Texto extraído >>
***

Y, sin embargo, acá seguimos, resucitando, cada vez más desentendidos de una clase política a la que nadie le cree nada. Y no es que antes hubiéramos tenido grandes expectativas, pero por lo menos confiábamos en que si los gobernantes de turno no iban a mejorarnos la vida, por lo menos no nos la arruinarían mucho más. Los triunfos en derechos de la mujer eran lentos, pero ahí estaban; la batalla por una educación de calidad se peleaba con cierta consistencia; se le ganaba terreno a la pobreza con dificultad, pero había esperanza. Hoy vemos cómo se retrocede con la misma impotencia con la que vemos que se retira el mar. Como si fuera nuestro destino ser testigos eternos de una resaca inevitable.
No es tiempo de invocar mejores tiempos pasados, no nos engañemos. Con ningún gobierno de lo que va del siglo estuvimos bien. Toledo, García, Humala (por mencionar la trilogía que tuvo el privilegio de completar su mandato) administraron con precariedad un crecimiento económico que nos cayó como una bocanada de aire fresco después de décadas de crisis. Pero ninguno echó a andar una sola reforma relevante, solo hubo mejoras donde tenía que haber transformaciones. Y nadie está hablando de refundar nada, ¿acaso era mucho pedir una carretera central decente?
La mejor prueba de que nunca tuvimos políticos comprometidos con el ciudadano es lo que ofrecen hoy esos que estuvieron en distintos estamentos del poder: representantes en el Congreso que dan vergüenza, líderes mamarrachentos de oposición, si es que los tienen; agrupaciones que no cumplen con ningún requisito para ser considerados partidos políticos. Que el presidente que está en Palacio no tenga el soporte moral ni el profesional para dirigir los destinos del Perú, no quiere decir que los que se quedaron fuera, esperando a gritos en la plaza a que se libere el puesto, lo tengan.

***

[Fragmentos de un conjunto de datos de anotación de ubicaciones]
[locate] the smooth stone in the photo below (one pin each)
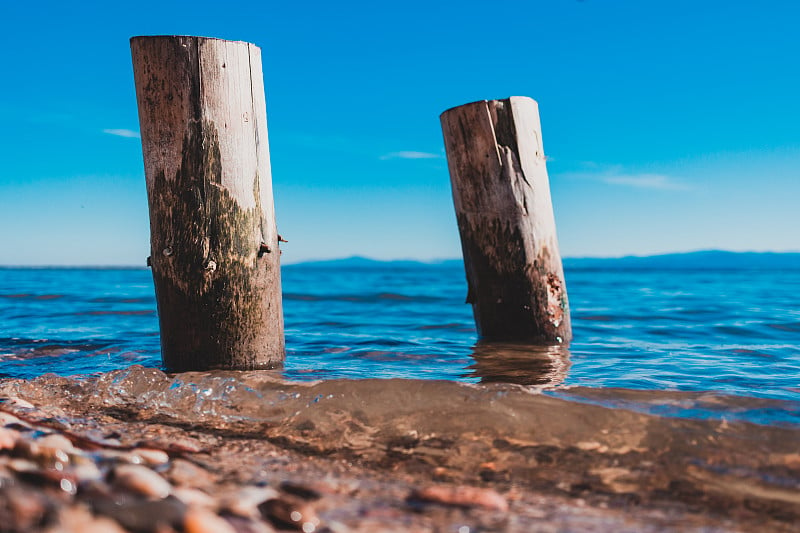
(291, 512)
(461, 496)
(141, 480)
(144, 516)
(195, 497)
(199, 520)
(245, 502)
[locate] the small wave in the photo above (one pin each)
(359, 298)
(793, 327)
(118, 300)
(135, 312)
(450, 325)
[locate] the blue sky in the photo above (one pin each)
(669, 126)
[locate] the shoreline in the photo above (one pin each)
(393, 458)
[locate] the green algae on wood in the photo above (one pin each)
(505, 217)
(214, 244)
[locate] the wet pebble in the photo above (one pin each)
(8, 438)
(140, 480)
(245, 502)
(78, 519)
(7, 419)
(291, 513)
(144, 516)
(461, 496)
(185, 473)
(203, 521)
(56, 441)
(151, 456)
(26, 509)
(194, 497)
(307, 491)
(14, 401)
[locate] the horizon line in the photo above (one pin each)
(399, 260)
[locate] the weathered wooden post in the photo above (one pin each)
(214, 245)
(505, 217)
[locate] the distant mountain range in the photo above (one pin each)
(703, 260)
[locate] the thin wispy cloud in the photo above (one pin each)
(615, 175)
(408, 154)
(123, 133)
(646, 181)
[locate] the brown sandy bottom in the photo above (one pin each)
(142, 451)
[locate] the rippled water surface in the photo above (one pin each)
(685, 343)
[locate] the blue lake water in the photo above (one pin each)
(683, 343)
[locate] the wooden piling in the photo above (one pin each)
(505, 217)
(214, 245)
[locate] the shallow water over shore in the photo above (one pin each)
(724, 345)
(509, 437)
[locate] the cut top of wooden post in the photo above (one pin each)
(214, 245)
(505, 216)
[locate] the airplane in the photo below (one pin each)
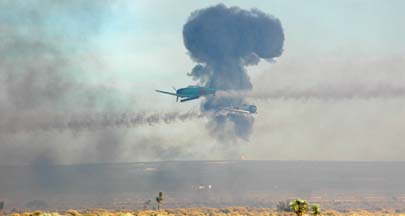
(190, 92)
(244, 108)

***

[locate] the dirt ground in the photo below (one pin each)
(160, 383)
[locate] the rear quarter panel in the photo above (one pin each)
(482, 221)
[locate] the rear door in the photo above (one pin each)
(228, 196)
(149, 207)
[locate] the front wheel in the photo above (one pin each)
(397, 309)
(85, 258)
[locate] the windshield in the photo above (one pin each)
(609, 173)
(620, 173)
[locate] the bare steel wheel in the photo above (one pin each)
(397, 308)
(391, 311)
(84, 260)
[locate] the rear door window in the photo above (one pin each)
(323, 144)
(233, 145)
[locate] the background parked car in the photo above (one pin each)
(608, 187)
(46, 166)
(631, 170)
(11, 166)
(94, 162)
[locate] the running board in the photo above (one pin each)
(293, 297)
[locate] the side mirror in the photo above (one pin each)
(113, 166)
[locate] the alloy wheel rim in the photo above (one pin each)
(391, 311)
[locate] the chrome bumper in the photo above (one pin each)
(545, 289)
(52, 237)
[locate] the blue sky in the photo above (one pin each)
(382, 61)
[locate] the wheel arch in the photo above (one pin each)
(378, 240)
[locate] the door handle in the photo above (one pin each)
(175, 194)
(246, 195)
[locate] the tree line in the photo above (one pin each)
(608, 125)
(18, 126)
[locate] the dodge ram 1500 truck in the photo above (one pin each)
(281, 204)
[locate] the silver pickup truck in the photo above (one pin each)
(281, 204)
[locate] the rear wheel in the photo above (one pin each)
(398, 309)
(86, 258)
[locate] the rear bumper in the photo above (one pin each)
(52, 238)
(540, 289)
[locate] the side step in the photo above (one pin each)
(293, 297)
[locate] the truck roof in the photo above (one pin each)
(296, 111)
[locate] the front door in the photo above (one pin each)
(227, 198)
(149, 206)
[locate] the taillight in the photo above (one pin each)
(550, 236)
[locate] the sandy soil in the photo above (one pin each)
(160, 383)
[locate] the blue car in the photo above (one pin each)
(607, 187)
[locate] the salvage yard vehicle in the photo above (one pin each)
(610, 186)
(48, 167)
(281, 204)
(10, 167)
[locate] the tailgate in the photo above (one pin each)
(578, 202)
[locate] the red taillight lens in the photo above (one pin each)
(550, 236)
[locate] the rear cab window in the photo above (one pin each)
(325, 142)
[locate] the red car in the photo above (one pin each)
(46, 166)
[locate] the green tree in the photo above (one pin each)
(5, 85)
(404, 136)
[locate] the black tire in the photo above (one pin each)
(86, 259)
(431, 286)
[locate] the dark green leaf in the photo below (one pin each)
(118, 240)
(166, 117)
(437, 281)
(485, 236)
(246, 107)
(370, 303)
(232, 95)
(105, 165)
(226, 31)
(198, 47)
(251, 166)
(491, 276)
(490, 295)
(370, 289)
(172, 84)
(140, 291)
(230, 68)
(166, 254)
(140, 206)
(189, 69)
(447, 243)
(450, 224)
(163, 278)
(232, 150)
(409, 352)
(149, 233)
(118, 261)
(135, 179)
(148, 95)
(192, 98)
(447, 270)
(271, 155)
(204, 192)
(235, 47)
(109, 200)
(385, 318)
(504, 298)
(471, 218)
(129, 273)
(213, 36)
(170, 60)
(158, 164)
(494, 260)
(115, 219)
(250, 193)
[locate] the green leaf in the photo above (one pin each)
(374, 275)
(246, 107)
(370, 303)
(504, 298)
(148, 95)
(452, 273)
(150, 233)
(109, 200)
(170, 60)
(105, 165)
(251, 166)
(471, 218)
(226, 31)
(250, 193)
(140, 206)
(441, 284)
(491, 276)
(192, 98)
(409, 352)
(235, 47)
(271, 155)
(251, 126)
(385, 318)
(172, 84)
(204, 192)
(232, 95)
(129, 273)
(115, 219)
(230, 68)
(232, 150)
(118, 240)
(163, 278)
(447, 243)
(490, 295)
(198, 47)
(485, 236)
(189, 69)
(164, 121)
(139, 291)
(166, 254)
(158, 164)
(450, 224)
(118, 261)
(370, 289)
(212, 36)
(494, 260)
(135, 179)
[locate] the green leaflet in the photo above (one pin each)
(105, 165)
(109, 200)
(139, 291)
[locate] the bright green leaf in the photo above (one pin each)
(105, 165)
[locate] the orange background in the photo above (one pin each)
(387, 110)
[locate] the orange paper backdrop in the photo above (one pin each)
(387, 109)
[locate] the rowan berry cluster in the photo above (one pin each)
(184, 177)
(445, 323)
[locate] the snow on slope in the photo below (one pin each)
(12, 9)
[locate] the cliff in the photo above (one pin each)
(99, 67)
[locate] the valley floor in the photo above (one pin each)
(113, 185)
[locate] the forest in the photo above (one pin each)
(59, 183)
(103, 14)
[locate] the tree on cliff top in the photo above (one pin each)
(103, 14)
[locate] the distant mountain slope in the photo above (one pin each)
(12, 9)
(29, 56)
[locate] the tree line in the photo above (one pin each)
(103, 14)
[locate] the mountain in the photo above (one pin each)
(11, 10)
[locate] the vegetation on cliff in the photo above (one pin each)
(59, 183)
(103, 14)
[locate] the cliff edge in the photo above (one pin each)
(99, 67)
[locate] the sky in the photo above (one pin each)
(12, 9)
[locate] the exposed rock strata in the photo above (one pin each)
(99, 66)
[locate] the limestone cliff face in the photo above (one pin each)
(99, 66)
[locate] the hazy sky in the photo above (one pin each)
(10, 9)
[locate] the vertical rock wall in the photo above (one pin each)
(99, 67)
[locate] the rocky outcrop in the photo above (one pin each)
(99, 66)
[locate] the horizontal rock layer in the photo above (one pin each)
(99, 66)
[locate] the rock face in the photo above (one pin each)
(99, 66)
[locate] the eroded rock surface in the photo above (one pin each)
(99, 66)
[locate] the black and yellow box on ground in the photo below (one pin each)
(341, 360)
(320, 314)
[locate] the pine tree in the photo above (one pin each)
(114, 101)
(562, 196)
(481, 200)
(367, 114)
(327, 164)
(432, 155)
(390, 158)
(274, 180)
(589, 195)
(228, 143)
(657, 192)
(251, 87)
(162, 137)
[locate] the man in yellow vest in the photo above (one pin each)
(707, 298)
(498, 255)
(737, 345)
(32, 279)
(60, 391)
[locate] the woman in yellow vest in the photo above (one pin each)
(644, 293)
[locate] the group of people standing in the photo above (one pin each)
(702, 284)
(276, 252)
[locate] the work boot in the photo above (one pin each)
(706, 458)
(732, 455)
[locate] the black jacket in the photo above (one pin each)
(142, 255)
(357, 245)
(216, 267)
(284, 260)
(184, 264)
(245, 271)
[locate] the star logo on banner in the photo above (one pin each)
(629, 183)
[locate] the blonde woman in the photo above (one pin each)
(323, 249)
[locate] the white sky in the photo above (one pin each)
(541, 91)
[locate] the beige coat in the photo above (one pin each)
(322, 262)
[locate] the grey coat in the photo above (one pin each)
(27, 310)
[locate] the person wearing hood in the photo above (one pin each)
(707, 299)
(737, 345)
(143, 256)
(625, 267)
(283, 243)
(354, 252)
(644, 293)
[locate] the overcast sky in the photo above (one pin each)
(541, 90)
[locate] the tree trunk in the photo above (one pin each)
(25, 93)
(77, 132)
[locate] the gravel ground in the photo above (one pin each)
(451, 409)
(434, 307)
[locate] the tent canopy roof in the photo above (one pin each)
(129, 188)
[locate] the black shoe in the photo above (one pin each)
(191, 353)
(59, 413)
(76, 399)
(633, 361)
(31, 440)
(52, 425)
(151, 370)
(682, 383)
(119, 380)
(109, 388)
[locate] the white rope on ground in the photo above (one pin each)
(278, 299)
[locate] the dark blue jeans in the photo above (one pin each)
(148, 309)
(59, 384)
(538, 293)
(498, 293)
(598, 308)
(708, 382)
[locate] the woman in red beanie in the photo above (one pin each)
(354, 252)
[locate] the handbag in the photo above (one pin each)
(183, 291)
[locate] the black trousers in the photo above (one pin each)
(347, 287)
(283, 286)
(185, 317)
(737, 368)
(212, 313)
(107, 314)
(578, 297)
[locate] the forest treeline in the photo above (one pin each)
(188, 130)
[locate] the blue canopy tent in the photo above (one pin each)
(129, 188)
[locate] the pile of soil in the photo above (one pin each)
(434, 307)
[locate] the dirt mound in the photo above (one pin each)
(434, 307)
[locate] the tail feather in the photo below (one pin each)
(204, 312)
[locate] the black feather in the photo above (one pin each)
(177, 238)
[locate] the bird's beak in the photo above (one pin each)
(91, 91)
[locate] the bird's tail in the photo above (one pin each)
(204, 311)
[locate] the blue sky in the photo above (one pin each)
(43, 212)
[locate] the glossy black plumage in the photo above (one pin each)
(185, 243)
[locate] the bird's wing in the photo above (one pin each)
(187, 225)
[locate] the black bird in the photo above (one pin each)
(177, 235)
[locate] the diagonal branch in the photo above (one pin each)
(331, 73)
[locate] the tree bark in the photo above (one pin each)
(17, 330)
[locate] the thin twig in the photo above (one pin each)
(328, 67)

***

Consigna >> Reemplaza "crecimiento económico" por "auge comercial" en el texto sobre la política peruana y transcribe el fragmento que arranca en las palabras "No es tiempo" y termina tras "carretera central decente?". Las entradas no tienen ningún papel en esta tarea.

Resultado >>
No es tiempo de invocar mejores tiempos pasados, no nos engañemos. Con ningún gobierno de lo que va del siglo estuvimos bien. Toledo, García, Humala (por mencionar la trilogía que tuvo el privilegio de completar su mandato) administraron con precariedad un auge comercial que nos cayó como una bocanada de aire fresco después de décadas de crisis. Pero ninguno echó a andar una sola reforma relevante, solo hubo mejoras donde tenía que haber transformaciones. Y nadie está hablando de refundar nada, ¿acaso era mucho pedir una carretera central decente?